_What is required_
Reproduce each of the rows below word for word, leaving out the pictures.

_Dataset records_
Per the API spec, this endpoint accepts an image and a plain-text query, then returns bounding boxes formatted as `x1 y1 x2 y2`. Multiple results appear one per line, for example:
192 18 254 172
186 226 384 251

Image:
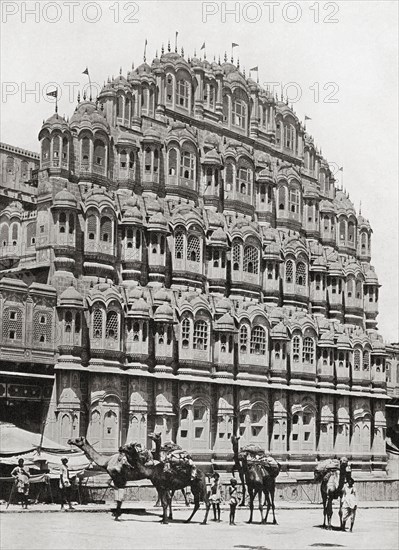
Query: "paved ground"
0 504 399 550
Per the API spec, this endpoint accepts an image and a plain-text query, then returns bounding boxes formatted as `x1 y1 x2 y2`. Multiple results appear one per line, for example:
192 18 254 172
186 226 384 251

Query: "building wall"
0 52 394 469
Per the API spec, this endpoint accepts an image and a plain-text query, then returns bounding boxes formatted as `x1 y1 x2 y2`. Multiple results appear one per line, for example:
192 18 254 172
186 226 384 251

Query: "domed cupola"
39 113 72 172
154 303 174 323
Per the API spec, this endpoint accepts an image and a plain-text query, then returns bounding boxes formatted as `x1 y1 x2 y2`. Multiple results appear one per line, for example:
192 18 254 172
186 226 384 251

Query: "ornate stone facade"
0 47 394 470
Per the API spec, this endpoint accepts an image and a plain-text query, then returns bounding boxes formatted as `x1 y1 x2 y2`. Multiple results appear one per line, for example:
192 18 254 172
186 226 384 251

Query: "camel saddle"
240 444 280 477
314 458 340 479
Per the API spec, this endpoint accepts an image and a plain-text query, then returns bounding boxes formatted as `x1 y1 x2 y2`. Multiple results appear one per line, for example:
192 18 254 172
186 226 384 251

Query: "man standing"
11 458 30 510
342 477 357 532
60 458 74 511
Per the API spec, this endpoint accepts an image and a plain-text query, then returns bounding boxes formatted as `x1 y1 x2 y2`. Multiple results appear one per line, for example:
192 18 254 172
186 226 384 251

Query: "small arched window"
353 349 361 370
87 214 97 241
175 231 184 260
292 336 301 363
180 151 195 181
94 139 105 167
93 308 103 338
233 241 241 271
302 336 315 364
296 262 306 286
168 148 177 176
105 311 118 340
278 187 287 210
58 212 66 233
181 317 191 349
176 79 190 109
251 327 266 355
240 325 248 353
187 235 201 262
243 245 259 274
285 260 294 283
100 216 112 243
193 319 208 351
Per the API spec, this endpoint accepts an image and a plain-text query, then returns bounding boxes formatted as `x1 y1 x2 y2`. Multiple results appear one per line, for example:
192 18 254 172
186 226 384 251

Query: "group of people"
11 458 357 531
209 473 238 525
11 458 74 511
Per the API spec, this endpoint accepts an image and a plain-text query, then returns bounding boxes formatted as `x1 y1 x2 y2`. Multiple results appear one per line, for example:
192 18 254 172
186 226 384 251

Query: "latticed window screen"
285 260 294 283
292 336 301 361
175 231 184 260
93 309 103 338
87 214 97 239
33 311 52 343
187 235 201 262
240 325 248 353
251 327 266 355
3 309 22 340
105 311 118 340
363 351 370 370
353 349 360 370
65 311 72 332
181 317 191 348
237 167 251 195
100 216 112 242
296 262 306 286
243 246 259 273
233 241 241 271
302 336 314 363
193 320 208 350
168 149 177 176
176 80 190 109
290 189 299 214
180 151 195 180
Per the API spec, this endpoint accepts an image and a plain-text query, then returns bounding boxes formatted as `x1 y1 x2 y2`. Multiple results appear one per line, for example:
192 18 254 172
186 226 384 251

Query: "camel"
148 432 190 508
122 443 210 525
68 437 148 520
231 435 280 525
314 456 351 529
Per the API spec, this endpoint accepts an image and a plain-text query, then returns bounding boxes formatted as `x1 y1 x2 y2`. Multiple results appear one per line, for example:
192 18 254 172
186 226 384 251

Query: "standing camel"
231 435 280 525
68 437 148 520
122 443 210 525
148 432 190 508
314 456 350 529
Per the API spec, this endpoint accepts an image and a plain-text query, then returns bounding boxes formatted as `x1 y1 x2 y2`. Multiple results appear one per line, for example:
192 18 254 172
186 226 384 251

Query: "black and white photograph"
0 0 399 550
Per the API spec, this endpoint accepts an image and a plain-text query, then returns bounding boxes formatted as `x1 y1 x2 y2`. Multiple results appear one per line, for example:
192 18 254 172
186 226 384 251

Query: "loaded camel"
231 435 280 525
122 443 210 524
148 432 190 519
68 437 148 520
314 456 351 529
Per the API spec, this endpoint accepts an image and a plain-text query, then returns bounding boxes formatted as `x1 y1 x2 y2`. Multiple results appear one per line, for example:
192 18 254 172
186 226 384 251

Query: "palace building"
0 45 389 471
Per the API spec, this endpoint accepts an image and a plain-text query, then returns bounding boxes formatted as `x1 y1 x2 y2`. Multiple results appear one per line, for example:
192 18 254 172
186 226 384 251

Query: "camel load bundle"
314 458 340 481
240 444 280 477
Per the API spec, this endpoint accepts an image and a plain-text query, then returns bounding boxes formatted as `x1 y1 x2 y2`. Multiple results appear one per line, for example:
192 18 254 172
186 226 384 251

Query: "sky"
0 0 399 342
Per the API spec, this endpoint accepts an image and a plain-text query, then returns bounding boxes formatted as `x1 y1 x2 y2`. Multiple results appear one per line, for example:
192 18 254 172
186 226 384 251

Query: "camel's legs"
266 484 277 525
160 490 171 524
181 489 190 507
248 487 255 523
258 490 265 523
322 493 327 528
327 496 332 529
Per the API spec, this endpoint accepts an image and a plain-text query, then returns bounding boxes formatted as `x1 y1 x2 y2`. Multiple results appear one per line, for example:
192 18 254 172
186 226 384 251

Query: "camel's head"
68 436 86 448
119 443 142 460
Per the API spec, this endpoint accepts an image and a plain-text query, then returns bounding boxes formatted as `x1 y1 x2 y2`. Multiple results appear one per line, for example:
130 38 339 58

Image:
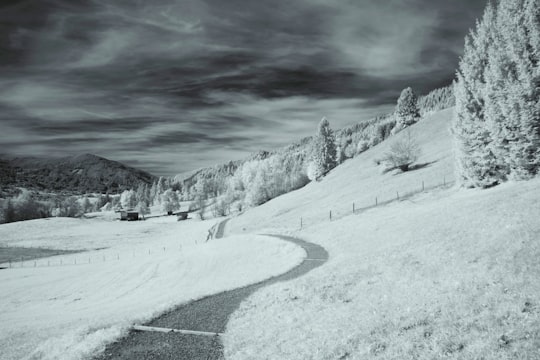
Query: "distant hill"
0 154 156 193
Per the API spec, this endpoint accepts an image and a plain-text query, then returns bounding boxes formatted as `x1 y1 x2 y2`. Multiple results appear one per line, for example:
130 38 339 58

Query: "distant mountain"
0 154 156 193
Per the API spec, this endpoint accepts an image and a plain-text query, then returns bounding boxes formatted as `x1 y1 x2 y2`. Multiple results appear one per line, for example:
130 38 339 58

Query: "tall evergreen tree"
453 0 540 186
312 117 337 178
452 4 500 187
396 87 420 129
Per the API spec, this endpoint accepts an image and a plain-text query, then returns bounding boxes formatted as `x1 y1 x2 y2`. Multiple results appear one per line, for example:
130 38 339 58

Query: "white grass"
224 111 540 360
0 212 305 359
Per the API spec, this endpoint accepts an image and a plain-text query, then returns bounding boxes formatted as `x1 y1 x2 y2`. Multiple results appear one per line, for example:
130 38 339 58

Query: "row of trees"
453 0 540 187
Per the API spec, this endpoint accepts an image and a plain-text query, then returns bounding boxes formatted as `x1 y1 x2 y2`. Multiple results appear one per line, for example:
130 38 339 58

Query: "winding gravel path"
96 220 328 360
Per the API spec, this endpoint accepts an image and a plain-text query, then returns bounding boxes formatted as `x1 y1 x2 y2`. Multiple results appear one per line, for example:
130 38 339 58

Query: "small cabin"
120 210 139 221
176 211 188 221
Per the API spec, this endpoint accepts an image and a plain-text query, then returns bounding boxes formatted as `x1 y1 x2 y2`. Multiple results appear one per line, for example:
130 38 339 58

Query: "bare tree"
383 131 421 172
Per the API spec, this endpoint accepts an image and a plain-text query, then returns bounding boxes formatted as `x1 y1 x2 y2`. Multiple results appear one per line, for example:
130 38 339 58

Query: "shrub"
383 131 421 171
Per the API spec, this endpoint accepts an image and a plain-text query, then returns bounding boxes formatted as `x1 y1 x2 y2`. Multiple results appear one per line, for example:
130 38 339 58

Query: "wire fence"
0 245 186 269
298 175 455 229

_Expected answer_
Per the API spec, this endpoint accepts an image and a plain-text query, then returns bounding boxes formatted as `x1 y1 x2 y2`. Multiple results appear one per line, for example:
192 18 254 172
186 226 384 251

Image:
Query: "paved ground"
0 504 399 550
Per the API spec, this endpoint accepts an image and a plain-text query, then returns bounding boxes formatted as `x1 y1 x2 y2`. Multiple results appear one per line, for example:
192 18 254 172
186 226 384 251

Query: "building wall"
0 52 394 469
Per the API spec, this endpoint accepts an image and a plain-text query, then returns bounding boxes formatted as `x1 y1 x2 y2`. Multiple results appear one per line, for example:
192 18 254 172
186 226 384 251

Query: "domed cupola"
39 113 72 172
154 303 174 323
Per the API spec, this endpoint accepts an image and a plain-text query, then returns bounding boxes formatted as `x1 y1 x2 y2`. Multiple results appear one per line, for example:
192 18 254 172
186 226 384 251

Query: "ornate stone facade"
0 47 394 470
Per the API spec, this endpoint accepts an image and a plain-text query, then returns bounding boxes formatted as `x1 y1 x2 y2`. Multiple results appear one per line, for example:
192 18 254 172
186 226 384 251

Query: "camel saddle"
240 444 280 477
314 458 340 479
Per the API spec, this endpoint accepts an image and a plain-text query, then returns bounding boxes formatted as `x1 y1 x2 y2`. Multiple results appear one per line, for example:
192 18 254 172
186 226 384 251

Query: "man standing"
11 458 30 510
342 477 357 532
60 458 74 511
Per the API spec, this endpoint accepts an image and a plain-text query, then returns bounding boxes formatted as `x1 y1 x2 y2`. Multiple results appear one per line, for example:
192 18 254 172
186 226 384 251

Query: "small arched window"
353 349 361 370
87 214 97 241
175 231 184 260
292 336 301 363
180 151 195 181
94 139 105 167
93 308 103 338
233 241 241 271
302 336 315 364
296 262 306 286
168 148 177 176
105 311 118 340
278 187 287 210
58 212 66 233
181 317 191 349
176 79 190 109
251 327 266 355
240 325 248 353
187 235 201 262
243 245 259 274
285 260 294 283
100 216 112 243
193 319 208 351
Per the API spec, this endpoint accepts an image and a plain-text query, then returns bounding boxes formatted as `x1 y1 x2 y2`. Multiple results appear one per line, for example:
192 18 254 172
186 226 384 251

Query: "group of people"
11 458 357 531
209 473 238 525
11 458 74 511
Per the API spec, this endpoint accepts an image and a plain-text query, then returns bounding boxes formatted as `x1 y1 x2 y2`. Multiple results appear one per line, for example:
192 18 254 172
186 226 384 251

Query: "latticed window screen"
285 260 294 283
292 336 301 361
175 231 184 260
93 309 103 338
87 214 97 239
33 311 52 343
187 235 201 262
240 325 248 353
251 327 266 355
3 309 22 340
105 311 118 340
363 351 370 370
353 349 360 370
65 311 72 332
181 317 191 348
237 167 251 195
100 216 112 242
296 262 306 286
243 246 259 273
233 241 241 271
302 336 314 363
193 320 208 350
168 149 177 176
176 80 190 109
290 189 299 214
180 151 195 180
Per the API spec, this endpoint accepts an image and a plain-text query, then returns bounding boxes formatted as `x1 y1 x2 y2`. Multiple results appear one per line, for example:
192 18 254 172
186 226 384 251

Query: "camel"
148 432 190 508
122 443 210 525
68 437 148 520
231 435 280 525
314 456 351 529
Per the API spec, this endpoint accepts an image and a plain-text query, then returns bounding boxes formatted as `x1 y1 x2 y2`. Multiple results appear one per line, for example:
192 18 254 172
186 226 384 251

Query: "standing camel"
231 435 280 525
68 437 148 520
122 443 210 525
148 432 190 508
314 456 350 529
Per the API spec, this endpoint accepts an image and a plain-text query, then returns bounding boxes formatted as `x1 y1 x2 y2`. Multiple results appear one per line, for example:
192 18 254 172
186 226 384 251

Query: "black and white photograph"
0 0 399 550
Per the API spec, this endpoint accepts an image and a plain-text query, then returns bounding boxes formatted as `x1 y1 x2 y2`. Multiple results appear one per line, for example:
192 18 254 172
186 226 384 251

Query: "loaded camel"
231 435 280 525
122 443 210 524
148 432 190 519
68 437 148 520
314 456 351 529
Per the API spec, this endpoint accepts an image and a plain-text query, then returns bounding boxes formatted as `x1 y1 x2 y2`. Multiple results appear one per line, for example:
192 18 254 172
186 226 384 251

Query: "palace building"
0 45 389 471
Per the API spec, this endpoint accepts an image and a plain-text query, then returns bounding boxes formatted as `x1 y1 x2 y2`. Multiple results appear one per line, for example:
192 18 254 172
186 226 384 251

Query: "camel load bundle"
314 458 340 481
240 444 280 477
Per the API spec, this endpoint accepts an image and a plain-text query, then returns bounding boxes formatted as `x1 y1 x2 y2`. Multiple results appear one per line, for example:
192 18 254 172
186 226 384 251

Query: "sky"
0 0 399 342
Per the API spec, this endpoint accepts an image and a plain-text query, then returns bounding boxes formatted as `x1 y1 x2 y2`. Multiple results appear one per line, for example:
192 18 254 172
186 226 384 251

Query: "camel's legs"
266 484 277 525
160 490 171 524
181 489 190 507
248 487 255 523
258 490 265 523
322 493 327 528
327 496 332 529
Per the API spec, this endpoint accepts an image and a plain-text query, then returns bounding boxes formatted as `x1 y1 x2 y2`. Multiple results appear one per line, for example:
192 18 254 172
186 226 384 251

Query: "camel's head"
68 436 86 448
119 443 142 460
Per the API spec, this endpoint accepts an image and a plain-text query, then returns bounding boxes formatted as `x1 y1 x2 y2`. Multiple results appear one per line, for example:
130 38 339 58

Image:
Query: "distant hill"
0 154 156 193
Per the API spec, this endpoint accepts an image and a plain-text query, then returns bounding boxes formatted as `x1 y1 x2 y2`. Multiple results appear one per line, for example:
130 38 339 58

Query: "distant mountain"
0 154 156 193
Per the API spec, this endpoint accepts an image and a plain-text query, then returns bounding boxes formatted as `x1 y1 x2 y2`. Multiple results appear one per line, for example:
130 38 339 58

Query: "tall evergreen tree"
453 0 540 186
312 117 337 178
452 4 500 187
396 87 420 129
Per the API spec, this endpoint accepts an image and a plain-text query, then returns bounding boxes formatted as `x1 y1 x2 y2`. Multiple results appear one per line, for example:
130 38 339 58

Query: "white grass"
224 111 540 360
0 212 305 359
Per the API spec, this endpoint accepts an image and a plain-text query, then returns bounding boxes formatted as `x1 y1 x2 y2`. Multiple results appear one per line, for example:
130 38 339 58

Query: "row of trees"
453 0 540 187
Per the API spec, this endpoint accepts an image and a plain-text query, then returns bounding boxes formatted as `x1 y1 x2 y2`. Multiple results appear one per line, for example:
130 38 339 58

Query: "winding gravel path"
96 220 328 360
Per the API spec, this endpoint accepts an image and a plain-text query, then returns bounding boxes formatted as `x1 y1 x2 y2`. Multiple results appear one per line, for example:
130 38 339 58

Query: "small cabin"
120 210 139 221
176 211 188 221
Per the API spec, this endpoint accepts an image and a plain-text query, then returns bounding boxes formatted as `x1 y1 x2 y2`. Multiple results appear one per line, for example:
130 38 339 58

Query: "bare tree"
383 131 421 172
Per the API spec, this endpoint accepts an image and a plain-text query, then returns bounding boxes formatted as `x1 y1 x2 y2`. Multiple results appear one per line, for example:
130 38 339 58

Query: "shrub"
383 131 421 171
Per the API spec, this endpoint accepts an image and a plain-text query, then returns bounding boxes formatted as `x1 y1 x2 y2`. Multiple results appear one per line, for example:
130 38 339 58

Query: "wire fence"
0 245 186 269
298 175 455 229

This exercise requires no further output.